# Instructions for the task:
Can you extend the account of the team's visits with sponsored students and families in Kenya, picking up right after its final sentence?

For God has not given us a spirit of fear, but of power and of love and of a sound mind. II Timothy 1:7
As we visit with students and families whether that be at the Madoya School in Nairobi where many students are sponsored by CPCC members, or in rural Maasai Villages, a recurring theme has been especially evident: A life of Christian action is a life where faith is continuously chosen over fear.
Beril, an 11 year old girl who calls one of Nairobi’s largest slums home, has been sponsored by Melissa Smith and her family and this year they were able to meet for the second time. This year’s visit was a bit different though, as Beril’s father recently and unexpectedly passed away. The social worker who oversees Beril’s well being at school and home, along with over 100 other students, informed Melissa of this tragic loss and that the family was struggling. Beril is the middle of 3 children, her father was the head of their household and his passing has left their family without any income. Melissa was asked to visit Beril’s mother at their home to provide encouragement. Without the sponsorship, Beril would not be able to remain in school where she is provided two meals per day and access to medication when needed. Despite this time of deep grief and stress, one thing remains, their hope and faith in the Lord. Beril’s mother has faith that God will provide a job for her each day and that she will be able to earn enough income to support her children.
As part of our team left Nairobi and traveled out to the Maasai Land there have ben many more opportunities to witness such relentless faith. Once we arrived at our camp in Ewaso Ngiro our partner, John Keshe who provides opportunities for girls to continue their education in secondary school, took us to the local health clinic. John Sankok, a local nurse and midwife who oversees this clinic along with 8 others, took some to share with us the growth and opportunity he has seen come through the efforts of programs like John Keshe’s. He talked of how the entire community benefits as these girls learn at school and come back to improve their own communities. This is a benefit that is seen while the girls are still in school as they learn about keeping a healthy home and return to introduce these guidelines, such as using toilets, and hand washing. As one of the bright girls sponsored through John Keshes’s organization, Kenya Community Education and Action, said “When you educate a girl, you educate the community.” John Sankok also talked with us about the motivation and encouragement that come as a result of student sponsorship. Not only do these students and their parents put their future in God’s hands by trusting fully that He will provide, but they are encouraged to study hard, as John said “Because they know the people who make it possible are sacrificing. The people who are sponsoring go without lunch or dinner to give that girl an opportunity and future.”

# Records shown:
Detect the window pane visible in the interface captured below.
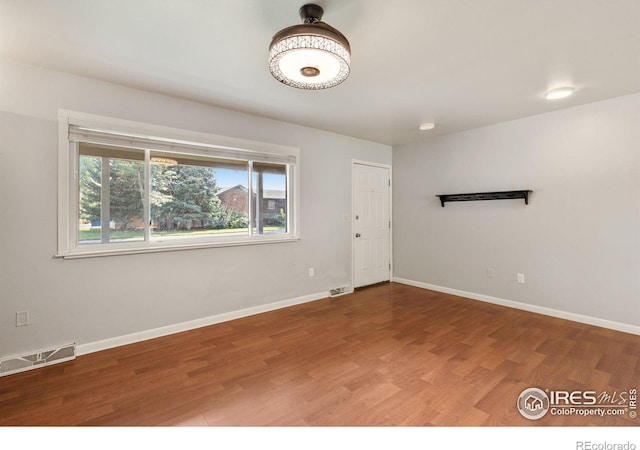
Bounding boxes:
[109,158,145,242]
[151,152,248,238]
[78,143,145,244]
[252,163,287,234]
[78,155,102,244]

# Your response:
Dear brothers and sisters, when troubles come your way, consider it an opportunity for great joy. For you know that when your faith is tested, your endurance has a chance to grow. So let it grow, for when your endurance is fully developed, you will be perfect and complete, needing nothing. – James 1:2-4
This verse really resonated as we traveled to a remote village to visit with a potential student and her family which John Sankok had recently identified through his work at one of the clinics. There he learned of a 15 year old girl, Sylvia. Sylvia’s father had sold all of his livestock in order to pay the fees for her first term of secondary school. As that term comes to an end, keeping her in school has become a worry for Sylvia and her parents. After hearing of the benefits of other girls who continued their education from nearby communities, Sylvia’s father courageously became the first father in his village to send his daughter to school. Her father told us that both he and his wife had been very ill and that he was worried that his daughter would not be able to continue despite her high test scores due to the lack of money for school fees. Despite the stress and illness in her family, her father has remained faithful trusting fully that God would provide and obeyed the direction he was given to go and ask community church leaders for help.
Throughout the different communities we have visited there is a common thread of faith and reliance on God to provide what is needed. Here we see great joy for the provisions provided through sponsorship for education, bringing great relief to families, and a future for their children and communities as a whole.
At home, we often rely on ourselves to fulfill these needs, letting the stress and the pressure to provide “enough” overcome us. We know that when Jesus comes again there will be no fear. We will all see what we are truly capable of, no fear to leave our homes or travel across the world, no fear of not having enough. The challenge is living this way until that time comes. How can you choose to live in faith instead of fear?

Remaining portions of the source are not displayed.